[Given request]
Please reproduce everything from the line containing "the cow's horn" down to the end of the data, both ends included, and leave out any pictures. Scale the point coordinates listed under each "Target:" line by 0.7, rounding to whole numbers with halves rounded up, and keep every other line, the sample coordinates included, unchanged.

Items from a data source
================================

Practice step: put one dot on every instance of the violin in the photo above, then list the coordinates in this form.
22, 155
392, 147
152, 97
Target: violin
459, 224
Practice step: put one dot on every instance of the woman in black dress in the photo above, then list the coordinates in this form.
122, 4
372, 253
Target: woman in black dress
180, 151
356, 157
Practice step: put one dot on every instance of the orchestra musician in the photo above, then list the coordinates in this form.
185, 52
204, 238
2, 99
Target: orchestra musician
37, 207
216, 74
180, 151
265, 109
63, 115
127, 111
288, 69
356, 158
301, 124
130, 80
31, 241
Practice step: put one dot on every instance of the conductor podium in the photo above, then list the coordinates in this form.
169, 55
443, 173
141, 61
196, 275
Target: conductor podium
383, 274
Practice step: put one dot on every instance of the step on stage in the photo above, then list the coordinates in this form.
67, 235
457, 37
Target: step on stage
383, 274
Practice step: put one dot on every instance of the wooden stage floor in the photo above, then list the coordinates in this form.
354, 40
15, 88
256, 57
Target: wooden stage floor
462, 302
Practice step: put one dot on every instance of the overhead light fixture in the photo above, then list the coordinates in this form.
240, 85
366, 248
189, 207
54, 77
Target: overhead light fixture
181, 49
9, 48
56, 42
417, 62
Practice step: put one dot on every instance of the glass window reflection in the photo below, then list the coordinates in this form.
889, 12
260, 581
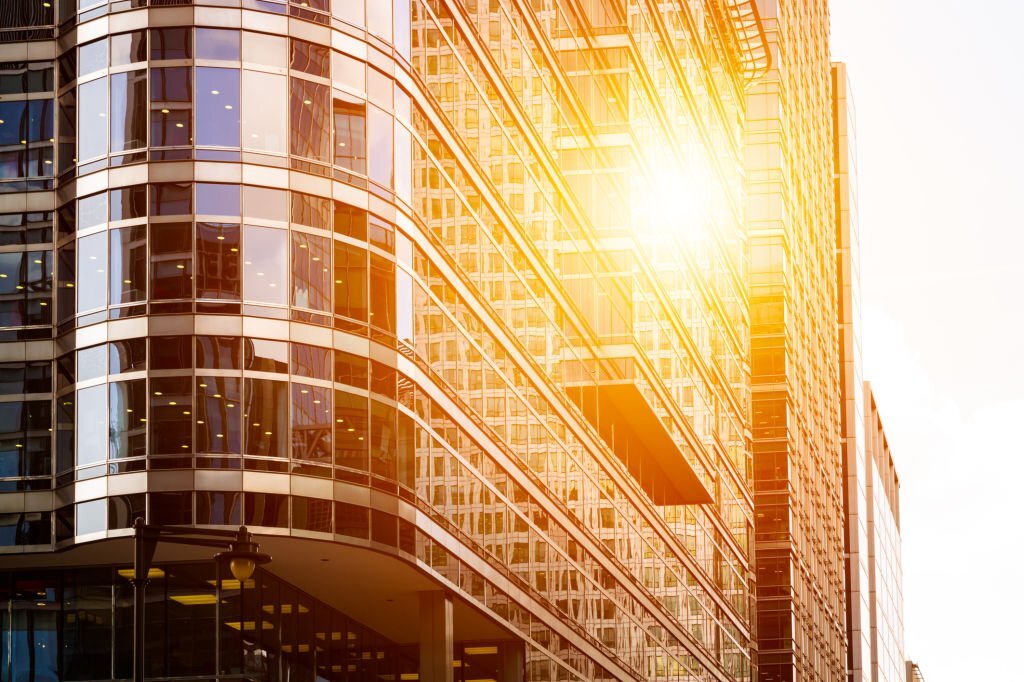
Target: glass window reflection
217, 107
265, 265
265, 419
218, 415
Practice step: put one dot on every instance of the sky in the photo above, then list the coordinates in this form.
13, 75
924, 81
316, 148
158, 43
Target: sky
940, 140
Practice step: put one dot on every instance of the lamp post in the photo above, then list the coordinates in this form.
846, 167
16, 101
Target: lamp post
241, 554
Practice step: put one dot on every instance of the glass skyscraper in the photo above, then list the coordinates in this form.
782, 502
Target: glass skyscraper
446, 301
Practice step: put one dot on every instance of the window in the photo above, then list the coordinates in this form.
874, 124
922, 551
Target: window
170, 415
171, 109
92, 117
217, 258
311, 423
127, 430
218, 415
380, 130
310, 120
310, 271
91, 284
264, 112
350, 281
350, 417
218, 44
128, 265
265, 265
265, 420
217, 107
350, 134
171, 265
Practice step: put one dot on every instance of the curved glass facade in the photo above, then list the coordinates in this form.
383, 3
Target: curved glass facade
457, 290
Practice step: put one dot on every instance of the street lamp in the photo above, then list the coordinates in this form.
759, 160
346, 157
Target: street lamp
242, 556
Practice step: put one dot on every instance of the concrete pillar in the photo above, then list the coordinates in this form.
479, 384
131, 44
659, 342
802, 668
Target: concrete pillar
513, 662
436, 637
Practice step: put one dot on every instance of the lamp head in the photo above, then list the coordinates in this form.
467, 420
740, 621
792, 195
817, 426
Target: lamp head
244, 556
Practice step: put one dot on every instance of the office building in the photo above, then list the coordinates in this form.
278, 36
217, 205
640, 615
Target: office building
873, 574
795, 358
380, 281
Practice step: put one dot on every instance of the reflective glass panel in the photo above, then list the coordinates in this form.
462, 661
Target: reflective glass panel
310, 271
266, 421
92, 120
218, 415
264, 112
91, 284
217, 107
217, 259
350, 281
90, 429
128, 264
127, 419
265, 265
171, 265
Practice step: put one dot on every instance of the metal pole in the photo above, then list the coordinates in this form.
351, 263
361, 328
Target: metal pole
139, 582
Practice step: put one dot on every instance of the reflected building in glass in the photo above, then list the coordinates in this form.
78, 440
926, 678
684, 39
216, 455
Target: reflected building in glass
795, 353
445, 301
870, 496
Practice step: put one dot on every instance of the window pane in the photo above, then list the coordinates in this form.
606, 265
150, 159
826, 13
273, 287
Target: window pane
170, 352
310, 58
350, 417
264, 355
310, 271
310, 120
170, 415
266, 420
350, 134
379, 128
171, 260
218, 415
382, 305
170, 44
127, 419
217, 261
383, 440
218, 352
264, 203
128, 104
127, 48
127, 355
262, 49
217, 44
350, 281
91, 284
170, 199
311, 423
90, 429
92, 57
264, 112
217, 107
92, 117
265, 265
216, 199
171, 110
128, 264
127, 203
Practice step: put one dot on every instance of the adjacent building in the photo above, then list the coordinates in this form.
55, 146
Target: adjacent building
873, 573
795, 353
448, 302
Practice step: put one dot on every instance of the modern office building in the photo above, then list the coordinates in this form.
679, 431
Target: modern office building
873, 574
383, 282
795, 353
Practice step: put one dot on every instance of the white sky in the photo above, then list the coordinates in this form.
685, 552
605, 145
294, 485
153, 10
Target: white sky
937, 85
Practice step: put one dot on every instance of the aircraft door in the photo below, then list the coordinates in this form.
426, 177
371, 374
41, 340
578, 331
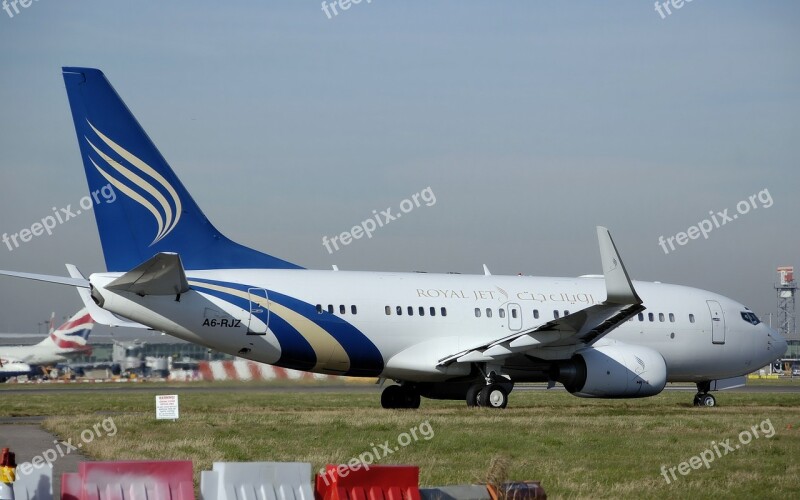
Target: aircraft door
717, 322
258, 320
514, 317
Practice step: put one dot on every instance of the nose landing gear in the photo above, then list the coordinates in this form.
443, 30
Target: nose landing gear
703, 398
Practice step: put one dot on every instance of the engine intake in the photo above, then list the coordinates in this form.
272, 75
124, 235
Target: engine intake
613, 371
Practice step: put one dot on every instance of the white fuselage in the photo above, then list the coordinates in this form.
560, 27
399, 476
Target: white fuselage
399, 325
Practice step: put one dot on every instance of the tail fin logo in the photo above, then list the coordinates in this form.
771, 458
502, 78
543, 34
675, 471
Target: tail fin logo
140, 182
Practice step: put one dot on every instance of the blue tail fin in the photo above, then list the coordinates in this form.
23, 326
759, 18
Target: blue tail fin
141, 206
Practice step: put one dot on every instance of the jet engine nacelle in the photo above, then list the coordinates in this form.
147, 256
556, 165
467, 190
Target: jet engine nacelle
614, 371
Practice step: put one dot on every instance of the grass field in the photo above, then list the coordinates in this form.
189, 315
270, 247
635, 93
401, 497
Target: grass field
576, 447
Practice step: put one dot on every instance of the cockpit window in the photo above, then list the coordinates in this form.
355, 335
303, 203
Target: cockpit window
750, 317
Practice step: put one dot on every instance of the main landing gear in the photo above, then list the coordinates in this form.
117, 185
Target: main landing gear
491, 394
400, 396
703, 398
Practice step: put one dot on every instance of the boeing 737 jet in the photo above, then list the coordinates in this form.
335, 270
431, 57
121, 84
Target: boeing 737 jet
445, 336
69, 339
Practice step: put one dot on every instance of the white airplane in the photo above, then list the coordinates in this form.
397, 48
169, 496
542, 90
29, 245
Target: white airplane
70, 339
437, 335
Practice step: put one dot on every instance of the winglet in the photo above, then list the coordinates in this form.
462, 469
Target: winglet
619, 289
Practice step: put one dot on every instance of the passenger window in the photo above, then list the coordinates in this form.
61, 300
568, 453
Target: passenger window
750, 317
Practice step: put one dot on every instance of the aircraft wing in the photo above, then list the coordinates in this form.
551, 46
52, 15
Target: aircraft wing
579, 329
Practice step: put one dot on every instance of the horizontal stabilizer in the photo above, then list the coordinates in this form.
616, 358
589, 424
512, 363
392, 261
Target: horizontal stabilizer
60, 280
161, 275
100, 315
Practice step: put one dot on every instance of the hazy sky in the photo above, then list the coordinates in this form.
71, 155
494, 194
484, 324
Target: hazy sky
531, 122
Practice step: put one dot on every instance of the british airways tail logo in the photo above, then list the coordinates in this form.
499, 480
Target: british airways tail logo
140, 182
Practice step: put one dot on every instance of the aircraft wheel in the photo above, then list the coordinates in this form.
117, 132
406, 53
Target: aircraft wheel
708, 400
473, 395
493, 396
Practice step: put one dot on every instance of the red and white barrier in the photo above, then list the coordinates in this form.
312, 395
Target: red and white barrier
245, 371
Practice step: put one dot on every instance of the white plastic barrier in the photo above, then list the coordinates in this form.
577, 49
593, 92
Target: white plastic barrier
257, 481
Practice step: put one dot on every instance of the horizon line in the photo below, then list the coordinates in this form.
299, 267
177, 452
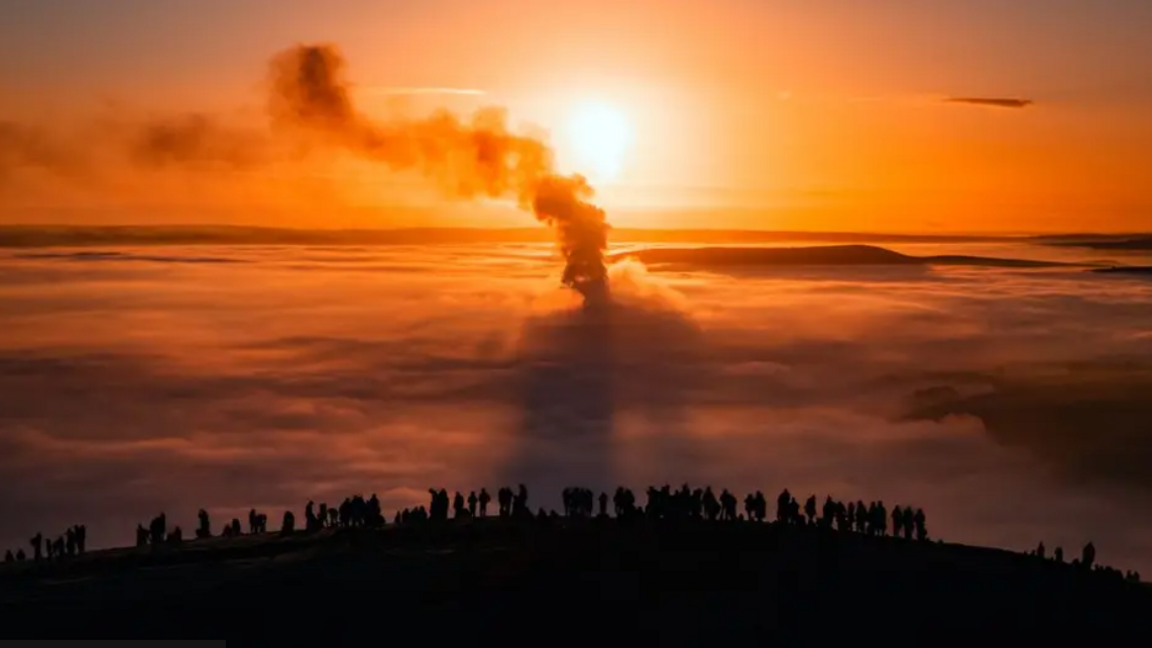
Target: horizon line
937, 234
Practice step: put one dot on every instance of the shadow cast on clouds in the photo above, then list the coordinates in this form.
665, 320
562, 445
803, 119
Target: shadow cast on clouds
281, 385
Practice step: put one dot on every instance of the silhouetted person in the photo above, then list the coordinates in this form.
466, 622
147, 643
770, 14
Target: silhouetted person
782, 502
158, 529
484, 502
1088, 557
503, 497
205, 525
289, 524
310, 522
908, 522
520, 503
922, 530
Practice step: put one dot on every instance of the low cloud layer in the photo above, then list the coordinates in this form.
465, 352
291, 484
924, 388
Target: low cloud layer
1006, 401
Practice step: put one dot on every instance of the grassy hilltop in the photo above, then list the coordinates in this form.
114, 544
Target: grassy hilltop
567, 580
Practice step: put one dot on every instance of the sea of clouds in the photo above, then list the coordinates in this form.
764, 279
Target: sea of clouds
1013, 405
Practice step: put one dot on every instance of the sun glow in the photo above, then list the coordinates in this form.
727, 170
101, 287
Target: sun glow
599, 136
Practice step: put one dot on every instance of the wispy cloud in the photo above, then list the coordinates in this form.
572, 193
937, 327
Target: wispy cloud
419, 90
992, 102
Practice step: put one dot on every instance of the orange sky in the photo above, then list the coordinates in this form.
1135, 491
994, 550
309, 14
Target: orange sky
815, 115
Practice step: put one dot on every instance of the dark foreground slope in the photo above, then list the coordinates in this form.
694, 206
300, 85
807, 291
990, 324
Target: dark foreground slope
566, 582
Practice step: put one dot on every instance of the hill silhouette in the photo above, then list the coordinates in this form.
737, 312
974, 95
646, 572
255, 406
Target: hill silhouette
524, 579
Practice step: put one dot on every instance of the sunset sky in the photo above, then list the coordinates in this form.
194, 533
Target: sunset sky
824, 114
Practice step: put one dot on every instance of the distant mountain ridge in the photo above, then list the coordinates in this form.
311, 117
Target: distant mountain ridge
67, 235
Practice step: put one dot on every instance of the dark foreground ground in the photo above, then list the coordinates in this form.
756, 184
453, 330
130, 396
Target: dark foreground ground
501, 584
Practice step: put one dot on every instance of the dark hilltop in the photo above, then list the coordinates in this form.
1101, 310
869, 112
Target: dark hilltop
688, 567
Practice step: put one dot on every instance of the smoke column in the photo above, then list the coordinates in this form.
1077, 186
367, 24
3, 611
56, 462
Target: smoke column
479, 158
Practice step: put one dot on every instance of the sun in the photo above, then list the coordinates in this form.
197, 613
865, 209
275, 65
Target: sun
599, 136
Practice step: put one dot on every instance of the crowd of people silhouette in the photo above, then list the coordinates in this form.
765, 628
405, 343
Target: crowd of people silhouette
682, 504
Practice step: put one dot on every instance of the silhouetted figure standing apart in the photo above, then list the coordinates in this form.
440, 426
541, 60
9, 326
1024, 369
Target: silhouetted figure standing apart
1088, 557
520, 503
484, 502
205, 527
289, 524
922, 530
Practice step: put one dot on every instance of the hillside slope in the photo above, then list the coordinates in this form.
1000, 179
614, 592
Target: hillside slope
565, 581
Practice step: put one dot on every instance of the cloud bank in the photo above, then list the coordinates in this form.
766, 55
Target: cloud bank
1006, 401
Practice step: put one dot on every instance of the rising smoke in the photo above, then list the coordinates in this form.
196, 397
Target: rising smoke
479, 158
310, 104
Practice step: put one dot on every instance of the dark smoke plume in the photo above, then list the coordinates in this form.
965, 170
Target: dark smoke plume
310, 106
478, 158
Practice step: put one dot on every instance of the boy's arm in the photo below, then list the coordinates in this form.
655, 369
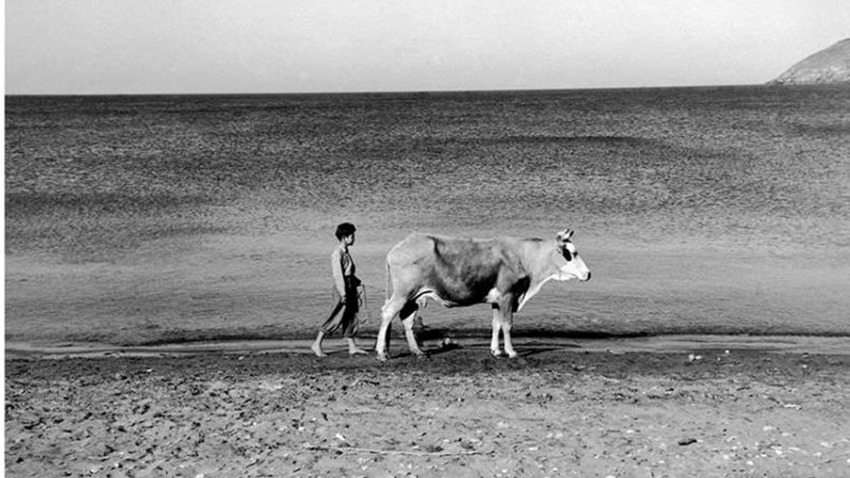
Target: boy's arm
336, 267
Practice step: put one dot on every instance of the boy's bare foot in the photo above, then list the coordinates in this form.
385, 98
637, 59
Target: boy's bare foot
317, 349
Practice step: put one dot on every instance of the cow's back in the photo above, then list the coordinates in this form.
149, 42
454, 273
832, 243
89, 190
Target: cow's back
457, 270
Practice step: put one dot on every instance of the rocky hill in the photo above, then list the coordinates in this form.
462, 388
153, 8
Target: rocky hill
829, 66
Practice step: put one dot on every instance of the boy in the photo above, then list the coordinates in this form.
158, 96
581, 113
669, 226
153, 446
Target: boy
345, 294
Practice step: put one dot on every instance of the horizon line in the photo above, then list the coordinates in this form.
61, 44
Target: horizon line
403, 92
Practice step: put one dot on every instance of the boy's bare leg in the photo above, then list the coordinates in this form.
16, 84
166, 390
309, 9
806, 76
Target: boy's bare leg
317, 345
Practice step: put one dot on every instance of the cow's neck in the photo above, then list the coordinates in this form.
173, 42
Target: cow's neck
541, 270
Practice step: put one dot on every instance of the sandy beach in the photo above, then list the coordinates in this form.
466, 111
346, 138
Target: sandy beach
555, 411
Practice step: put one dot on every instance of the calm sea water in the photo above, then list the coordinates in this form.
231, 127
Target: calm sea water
699, 210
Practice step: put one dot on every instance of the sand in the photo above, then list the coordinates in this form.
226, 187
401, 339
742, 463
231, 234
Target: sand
555, 411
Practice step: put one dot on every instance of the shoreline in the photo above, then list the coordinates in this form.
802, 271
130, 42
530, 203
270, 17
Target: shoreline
814, 345
554, 411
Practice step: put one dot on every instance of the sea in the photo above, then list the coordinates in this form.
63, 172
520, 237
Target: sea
137, 220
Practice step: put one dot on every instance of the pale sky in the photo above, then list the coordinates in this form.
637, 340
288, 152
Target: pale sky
291, 46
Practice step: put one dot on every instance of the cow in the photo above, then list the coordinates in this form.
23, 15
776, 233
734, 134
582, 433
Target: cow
457, 272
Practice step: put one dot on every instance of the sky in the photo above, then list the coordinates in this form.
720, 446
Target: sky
297, 46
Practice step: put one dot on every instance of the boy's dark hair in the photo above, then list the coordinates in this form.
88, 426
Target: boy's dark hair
344, 229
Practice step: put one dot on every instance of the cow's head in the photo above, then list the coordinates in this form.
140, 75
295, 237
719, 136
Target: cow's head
570, 265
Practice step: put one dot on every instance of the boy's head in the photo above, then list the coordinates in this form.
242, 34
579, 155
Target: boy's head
344, 229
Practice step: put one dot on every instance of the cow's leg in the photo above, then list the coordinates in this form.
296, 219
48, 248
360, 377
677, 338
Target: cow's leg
392, 307
507, 319
408, 315
497, 326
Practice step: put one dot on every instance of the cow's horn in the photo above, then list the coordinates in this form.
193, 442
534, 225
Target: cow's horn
565, 234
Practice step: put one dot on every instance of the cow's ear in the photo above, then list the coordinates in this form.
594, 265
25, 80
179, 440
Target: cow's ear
565, 235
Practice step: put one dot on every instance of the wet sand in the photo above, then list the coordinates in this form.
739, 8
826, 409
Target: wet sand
559, 410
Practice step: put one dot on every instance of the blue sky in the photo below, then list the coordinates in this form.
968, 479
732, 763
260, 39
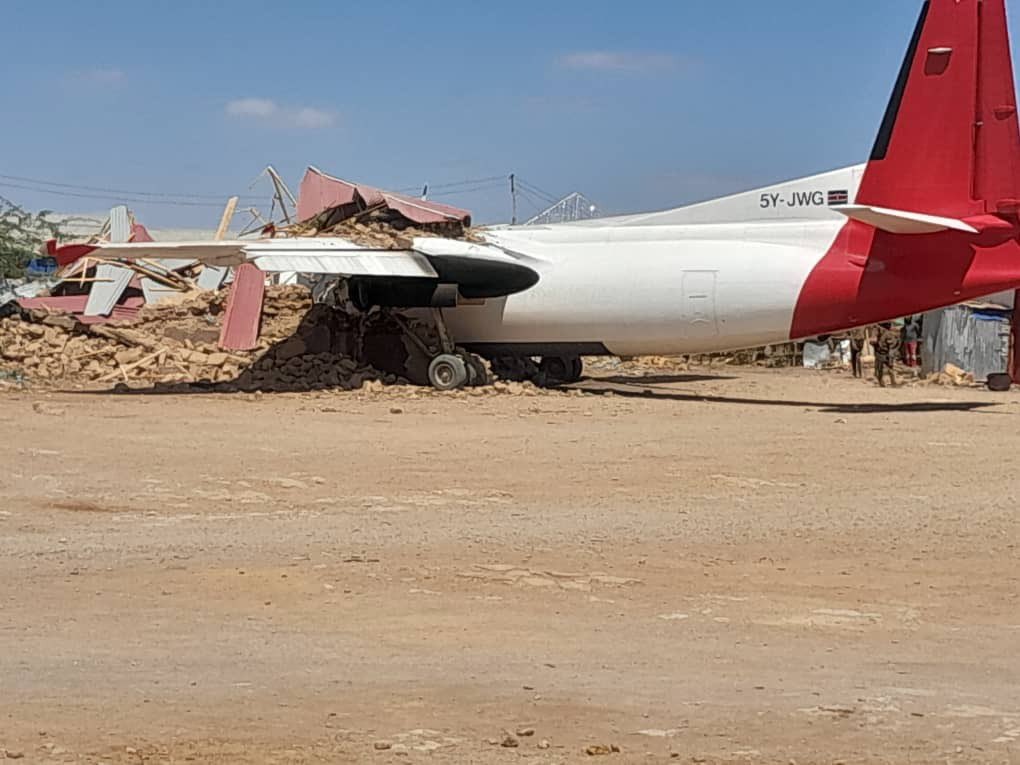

================================

[Answer below]
Practice step: put one dot on every instance of the cow's horn in the photo above, then list the coordinates in this form.
193, 442
534, 225
Target: cow's horn
396, 164
Practice step: put one dot on every instance of the cow's ear in the photo above, then list the coordinates in this form.
594, 265
25, 80
179, 440
Target: cow's ear
396, 165
Practice step: put one dot on every instance of the wet sand in the photo above, then list the coordinates in this form.
739, 8
826, 409
Target: wet sand
391, 287
Practice step: put one dot on every instance of the blue sky in the photo below, then list the coordinates in this form.
968, 479
732, 763
260, 39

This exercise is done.